■ Your assignment ■
Please retype all of the following entries exactly.

Source records:
━━━━
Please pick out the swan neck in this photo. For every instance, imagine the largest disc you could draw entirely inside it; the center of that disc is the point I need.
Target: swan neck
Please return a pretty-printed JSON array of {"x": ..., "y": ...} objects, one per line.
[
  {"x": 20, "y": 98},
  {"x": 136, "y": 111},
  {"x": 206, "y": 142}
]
━━━━
■ Written solution ■
Please pick out the swan neck in this photo. For every instance, imagine the largest disc you could draw entirely inside it; the center of that disc is the point I need.
Target: swan neck
Please return a pretty-printed JSON array of {"x": ..., "y": ...} objects, one per line.
[
  {"x": 20, "y": 98},
  {"x": 136, "y": 111},
  {"x": 206, "y": 142}
]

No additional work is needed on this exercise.